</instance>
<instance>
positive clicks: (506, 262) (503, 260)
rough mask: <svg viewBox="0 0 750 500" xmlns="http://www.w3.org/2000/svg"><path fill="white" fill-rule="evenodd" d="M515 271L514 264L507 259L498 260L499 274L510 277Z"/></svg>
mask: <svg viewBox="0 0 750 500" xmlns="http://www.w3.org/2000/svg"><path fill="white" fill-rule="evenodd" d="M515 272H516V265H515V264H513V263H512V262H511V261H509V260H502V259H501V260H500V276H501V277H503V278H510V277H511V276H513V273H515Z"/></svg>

========================

Starting at the first line and ending at the last, retype the entries above.

[Task solution]
</instance>
<instance>
positive clicks: (506, 262) (503, 260)
rough mask: <svg viewBox="0 0 750 500" xmlns="http://www.w3.org/2000/svg"><path fill="white" fill-rule="evenodd" d="M515 271L514 264L507 259L498 260L499 274L510 277Z"/></svg>
mask: <svg viewBox="0 0 750 500" xmlns="http://www.w3.org/2000/svg"><path fill="white" fill-rule="evenodd" d="M515 272H516V265H515V264H513V263H512V262H511V261H509V260H502V259H501V260H500V276H501V277H503V278H510V277H511V276H513V273H515Z"/></svg>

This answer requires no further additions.